___ Extracted entries

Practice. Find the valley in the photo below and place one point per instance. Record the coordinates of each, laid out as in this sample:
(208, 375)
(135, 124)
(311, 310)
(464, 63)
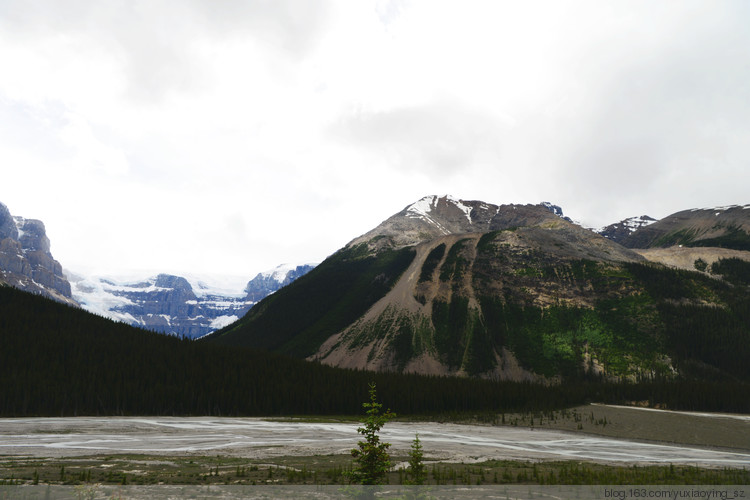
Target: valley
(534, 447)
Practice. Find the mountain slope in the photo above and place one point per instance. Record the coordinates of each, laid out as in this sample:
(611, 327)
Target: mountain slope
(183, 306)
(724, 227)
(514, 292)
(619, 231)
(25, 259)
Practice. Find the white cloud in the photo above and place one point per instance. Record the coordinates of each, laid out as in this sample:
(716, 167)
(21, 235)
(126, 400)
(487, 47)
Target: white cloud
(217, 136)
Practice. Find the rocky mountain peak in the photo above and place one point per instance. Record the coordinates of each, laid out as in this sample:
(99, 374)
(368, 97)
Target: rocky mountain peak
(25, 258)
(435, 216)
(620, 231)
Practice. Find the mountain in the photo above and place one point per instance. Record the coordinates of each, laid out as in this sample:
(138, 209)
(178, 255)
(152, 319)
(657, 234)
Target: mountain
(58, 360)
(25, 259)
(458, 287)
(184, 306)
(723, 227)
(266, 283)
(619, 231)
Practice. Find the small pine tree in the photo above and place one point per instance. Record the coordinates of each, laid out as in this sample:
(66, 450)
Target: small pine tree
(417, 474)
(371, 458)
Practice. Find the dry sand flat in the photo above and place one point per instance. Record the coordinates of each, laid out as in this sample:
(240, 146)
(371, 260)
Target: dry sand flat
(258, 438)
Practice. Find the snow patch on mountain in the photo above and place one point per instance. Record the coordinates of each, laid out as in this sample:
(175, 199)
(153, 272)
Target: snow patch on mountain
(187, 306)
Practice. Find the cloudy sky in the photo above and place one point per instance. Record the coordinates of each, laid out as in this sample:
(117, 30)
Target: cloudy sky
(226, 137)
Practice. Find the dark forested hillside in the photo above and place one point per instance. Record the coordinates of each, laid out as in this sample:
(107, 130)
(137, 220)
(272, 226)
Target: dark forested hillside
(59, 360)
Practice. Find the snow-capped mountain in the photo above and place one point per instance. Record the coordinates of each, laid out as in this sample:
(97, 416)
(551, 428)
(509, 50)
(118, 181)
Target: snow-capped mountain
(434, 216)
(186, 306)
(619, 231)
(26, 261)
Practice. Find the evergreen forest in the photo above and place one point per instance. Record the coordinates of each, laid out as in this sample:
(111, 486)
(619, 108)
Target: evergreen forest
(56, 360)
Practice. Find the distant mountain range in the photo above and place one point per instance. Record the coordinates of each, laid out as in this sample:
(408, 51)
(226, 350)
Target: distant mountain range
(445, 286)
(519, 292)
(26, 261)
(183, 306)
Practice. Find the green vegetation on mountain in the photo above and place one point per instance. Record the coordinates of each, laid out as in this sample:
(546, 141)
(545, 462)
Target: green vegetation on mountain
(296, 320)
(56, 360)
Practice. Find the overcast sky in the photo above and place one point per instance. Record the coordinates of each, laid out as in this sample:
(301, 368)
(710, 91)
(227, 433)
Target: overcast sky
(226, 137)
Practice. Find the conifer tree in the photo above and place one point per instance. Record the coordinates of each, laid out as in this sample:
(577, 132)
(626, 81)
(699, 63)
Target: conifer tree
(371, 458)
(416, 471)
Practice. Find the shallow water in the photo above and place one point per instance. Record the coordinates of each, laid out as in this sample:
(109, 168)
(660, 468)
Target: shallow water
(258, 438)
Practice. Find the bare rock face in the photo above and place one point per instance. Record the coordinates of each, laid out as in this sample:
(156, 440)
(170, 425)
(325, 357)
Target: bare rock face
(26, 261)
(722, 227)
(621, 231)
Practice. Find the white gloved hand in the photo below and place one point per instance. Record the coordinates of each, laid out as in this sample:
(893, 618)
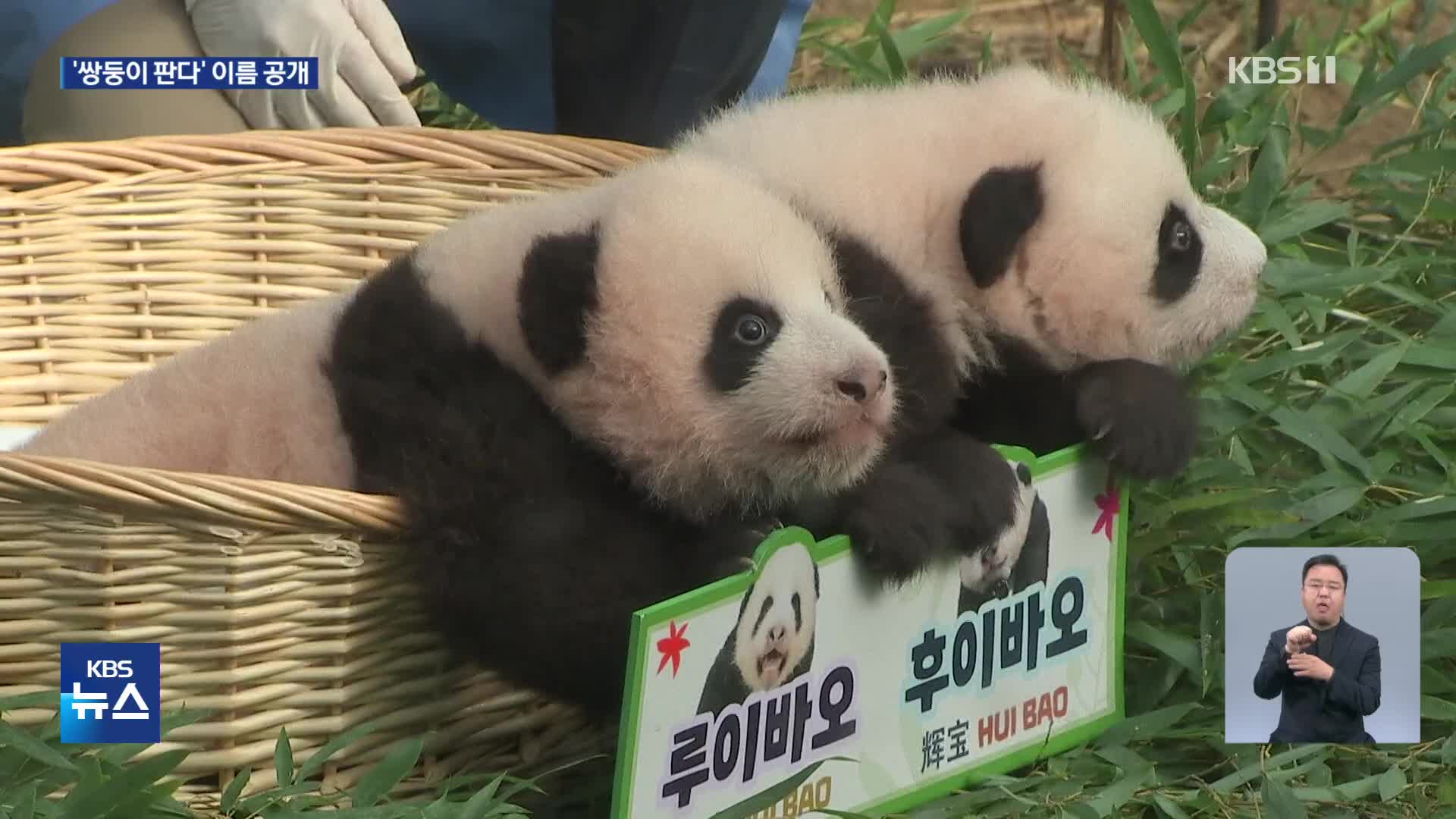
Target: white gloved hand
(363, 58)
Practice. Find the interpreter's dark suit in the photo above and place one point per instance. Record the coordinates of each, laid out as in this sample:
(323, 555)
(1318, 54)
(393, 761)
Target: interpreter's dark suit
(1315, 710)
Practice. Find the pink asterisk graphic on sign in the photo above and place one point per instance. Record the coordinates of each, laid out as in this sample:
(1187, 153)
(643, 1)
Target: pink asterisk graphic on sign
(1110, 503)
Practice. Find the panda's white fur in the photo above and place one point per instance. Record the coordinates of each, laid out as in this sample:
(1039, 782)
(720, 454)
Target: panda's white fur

______

**Work to do**
Find the line containing "Practice. Find the green", then extract it and every line after it to the end of the data above, exactly and nothing else, without pictures.

**Result for this exercise**
Practice. Find the green vegetation on mountain in the photo above and place one point per instance. Record the coordinates of each, laid out as in this sample:
(546, 141)
(545, 462)
Target: green vegetation on mountain
(296, 320)
(56, 360)
Practice. Find the overcast sky in the photo above and place one point per instance. Record the coordinates of each, laid out as in this sample:
(301, 368)
(710, 91)
(227, 433)
Target: overcast sky
(226, 137)
Practice. Find the conifer tree in the photo above and place one point per instance. Record the coordinates of each, laid out as in this sample:
(577, 132)
(626, 81)
(699, 63)
Target: conifer tree
(371, 458)
(416, 471)
Practice. Find the shallow water in the photo above and place one point per instance. Record the coordinates of each, laid out as in this sample:
(109, 168)
(660, 468)
Target: shallow water
(258, 438)
Practice. Find the bare rock face in the photo above and place one point per instance. Record the coordinates of each, laid out as in this sample:
(156, 440)
(170, 425)
(325, 357)
Target: bare rock face
(26, 261)
(722, 227)
(621, 231)
Practice. Find the white gloved hand in the photo below and place one point per instance. Record the coordinates of each, laid out as in this sample:
(893, 618)
Target: white gloved hand
(363, 58)
Practice. Find the interpreter's dark suit in the photo above and place one point per instance. Record the coordinates of each, laid out as in this sample:
(323, 555)
(1318, 54)
(393, 761)
Target: interpreter's dark suit
(1315, 710)
Practice. Find the pink asterisk graphic on sign in the photo above and place one point per instance. Record the coordinates of each, laid out as in this sample:
(1187, 153)
(643, 1)
Target: pink asterisk graphic on sign
(1110, 503)
Practice. Find the panda's white fur in the photo above and place one point per instance. Record the coordinates of each, laid out as in this sample:
(1039, 782)
(720, 454)
Target: panda's white fur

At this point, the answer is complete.